WORK TO BE COMPLETED:
Reproduce the items word for word, beginning at the line that contains "Target: black boot" and stopping after the final line of the items.

GIVEN RECORDS:
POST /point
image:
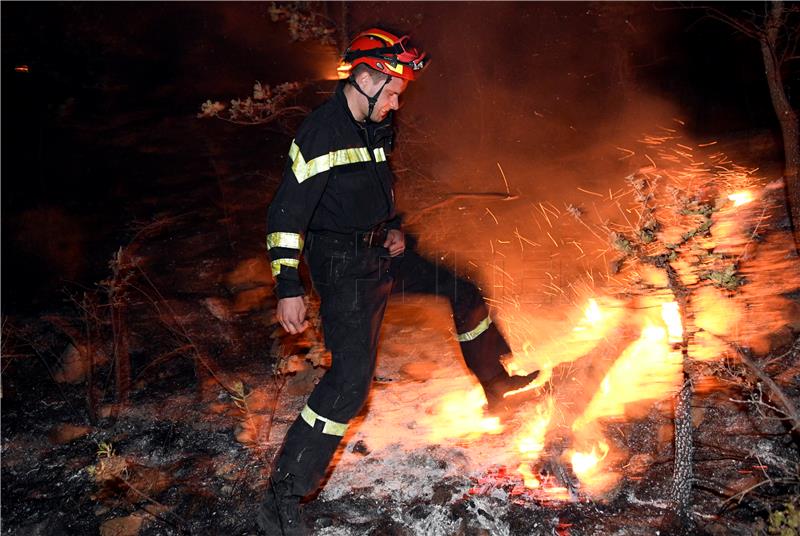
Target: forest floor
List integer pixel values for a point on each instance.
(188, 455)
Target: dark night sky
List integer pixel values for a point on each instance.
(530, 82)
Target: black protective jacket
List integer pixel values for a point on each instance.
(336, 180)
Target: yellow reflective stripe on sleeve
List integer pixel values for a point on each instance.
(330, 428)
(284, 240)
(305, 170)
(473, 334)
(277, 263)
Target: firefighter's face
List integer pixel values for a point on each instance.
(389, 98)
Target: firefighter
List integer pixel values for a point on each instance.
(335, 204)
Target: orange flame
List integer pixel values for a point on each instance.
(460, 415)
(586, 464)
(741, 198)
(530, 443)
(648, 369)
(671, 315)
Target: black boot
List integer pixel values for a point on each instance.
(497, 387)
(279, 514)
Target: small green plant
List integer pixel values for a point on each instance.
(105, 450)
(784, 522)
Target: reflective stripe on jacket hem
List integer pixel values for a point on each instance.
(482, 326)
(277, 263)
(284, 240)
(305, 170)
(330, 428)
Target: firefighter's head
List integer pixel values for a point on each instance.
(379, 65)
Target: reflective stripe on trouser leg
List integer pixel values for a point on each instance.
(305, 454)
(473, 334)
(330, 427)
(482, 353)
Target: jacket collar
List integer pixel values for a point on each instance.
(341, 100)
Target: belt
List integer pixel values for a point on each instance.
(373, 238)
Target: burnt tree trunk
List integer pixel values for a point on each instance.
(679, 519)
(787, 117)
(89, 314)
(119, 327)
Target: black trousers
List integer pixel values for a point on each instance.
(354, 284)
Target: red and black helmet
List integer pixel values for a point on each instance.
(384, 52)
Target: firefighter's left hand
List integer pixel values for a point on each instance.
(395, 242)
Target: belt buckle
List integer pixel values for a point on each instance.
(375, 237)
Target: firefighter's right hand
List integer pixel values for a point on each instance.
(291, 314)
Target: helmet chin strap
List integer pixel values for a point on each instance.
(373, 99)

CORRECT RESULT:
Target: black boot
List integer pixel values for a point on each instance.
(497, 387)
(279, 514)
Target: small green plant
List integer pixel values for a point on each instance.
(105, 450)
(784, 522)
Target: reflective stripe on jacket hem
List integer pixel values for a point on each instance.
(482, 326)
(277, 263)
(284, 240)
(305, 170)
(330, 428)
Target: firefighter's head
List integer pixel values for a point on each instance.
(379, 65)
Target: reflective stripe on trouser leg
List integer pixel values for a point on each instance.
(305, 454)
(473, 334)
(330, 427)
(482, 353)
Target: jacket collar
List integer pixel values for a point on each instance.
(341, 100)
Target: belt
List integer pixel values for a point on each instance.
(373, 238)
Target: burnt tree trunk
List integer pixel values for a point on each instance.
(679, 519)
(787, 117)
(89, 314)
(119, 327)
Target: black trousers
List integer pixel values for a point on each instance.
(354, 284)
Target: red and black helmet
List integer pixel values for a point on each instance.
(384, 52)
Target: firefighter's left hand
List integer pixel values for a point on each instance.
(395, 242)
Target: belt buckle
List integer pixel values for a point on each instance.
(375, 237)
Target: firefighter's right hand
List integer pixel values for a point on each instance.
(291, 314)
Target: helmet chin strap
List integer pixel values for a point on each instance.
(373, 99)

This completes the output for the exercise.